**BRIEF 1**.
Reproduce the triangle-sampling text in full, word for word.

**PAGE TEXT**.
So really it all comes down to how do you sample within a triangle. This is easily enough done. A triangle is defined by 3 vertices. I'll call them P1, P2, P3.

  1. Pick ANY edge of the triangle. Generate a point (P4) that lies uniformly along that edge. Thus if P1 and P2 are the coordinates of the corresponding end points, then P will be a uniformly sampled point along that edge, if r has uniform distribution on the interval [0,1].

    P4 = (1-r)*P1 + r*P2

  2. Next, sample along the line segment between P3 and P4, but do so non-uniformly. If s is a uniform random number on the interval [0,1], then

    P5 = (1-sqrt(s))*P3 + sqrt(s)*P4

r and s are independent pseudo-random numbers of course. Then P5 will be randomly sampled, uniform over the triangle.

**PROVIDED DATA**.
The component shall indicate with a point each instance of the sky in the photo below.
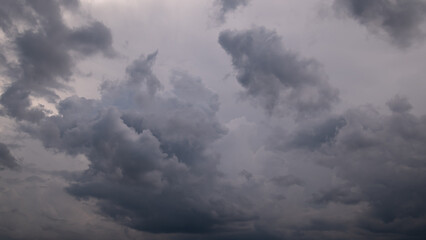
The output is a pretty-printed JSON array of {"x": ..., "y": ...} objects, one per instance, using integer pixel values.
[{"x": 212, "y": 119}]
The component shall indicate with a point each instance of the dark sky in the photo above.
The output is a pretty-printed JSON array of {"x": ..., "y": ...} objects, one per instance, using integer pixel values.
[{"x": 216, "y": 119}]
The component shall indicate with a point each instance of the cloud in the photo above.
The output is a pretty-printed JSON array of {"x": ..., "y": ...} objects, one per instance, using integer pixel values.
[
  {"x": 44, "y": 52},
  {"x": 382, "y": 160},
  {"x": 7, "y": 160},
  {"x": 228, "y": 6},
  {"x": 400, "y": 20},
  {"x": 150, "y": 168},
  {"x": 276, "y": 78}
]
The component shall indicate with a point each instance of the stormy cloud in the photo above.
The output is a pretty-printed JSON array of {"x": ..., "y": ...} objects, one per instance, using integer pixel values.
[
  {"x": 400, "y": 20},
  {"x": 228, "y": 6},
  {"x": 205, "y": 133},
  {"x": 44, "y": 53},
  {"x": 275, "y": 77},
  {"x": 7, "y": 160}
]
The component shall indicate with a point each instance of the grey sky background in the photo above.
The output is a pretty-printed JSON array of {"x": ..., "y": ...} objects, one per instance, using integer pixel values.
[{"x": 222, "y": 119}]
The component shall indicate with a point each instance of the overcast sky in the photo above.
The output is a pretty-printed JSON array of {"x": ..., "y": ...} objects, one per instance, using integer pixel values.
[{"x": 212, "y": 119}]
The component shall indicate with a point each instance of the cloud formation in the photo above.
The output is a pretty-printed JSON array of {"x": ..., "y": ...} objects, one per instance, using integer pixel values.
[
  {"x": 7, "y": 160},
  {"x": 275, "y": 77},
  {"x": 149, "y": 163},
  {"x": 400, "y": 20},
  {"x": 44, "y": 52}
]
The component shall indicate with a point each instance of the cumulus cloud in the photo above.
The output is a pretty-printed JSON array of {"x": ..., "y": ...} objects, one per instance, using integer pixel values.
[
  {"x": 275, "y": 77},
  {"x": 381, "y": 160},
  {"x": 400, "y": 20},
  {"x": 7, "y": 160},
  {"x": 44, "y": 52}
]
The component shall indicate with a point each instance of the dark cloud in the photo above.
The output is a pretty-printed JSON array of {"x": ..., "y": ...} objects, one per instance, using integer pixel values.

**BRIEF 2**.
Which lines of the entries contain the word "dark"? Report each of them, copied in full.

**EXPECTED OUTPUT 1**.
So really it all comes down to how do you sample within a triangle. This is easily enough done. A triangle is defined by 3 vertices. I'll call them P1, P2, P3.

  1. Pick ANY edge of the triangle. Generate a point (P4) that lies uniformly along that edge. Thus if P1 and P2 are the coordinates of the corresponding end points, then P will be a uniformly sampled point along that edge, if r has uniform distribution on the interval [0,1].

    P4 = (1-r)*P1 + r*P2

  2. Next, sample along the line segment between P3 and P4, but do so non-uniformly. If s is a uniform random number on the interval [0,1], then

    P5 = (1-sqrt(s))*P3 + sqrt(s)*P4

r and s are independent pseudo-random numbers of course. Then P5 will be randomly sampled, uniform over the triangle.

**EXPECTED OUTPUT 2**.
The component shall indicate with a point each instance of the dark sky in the photo above.
The component shall indicate with a point each instance of the dark cloud in the photo above.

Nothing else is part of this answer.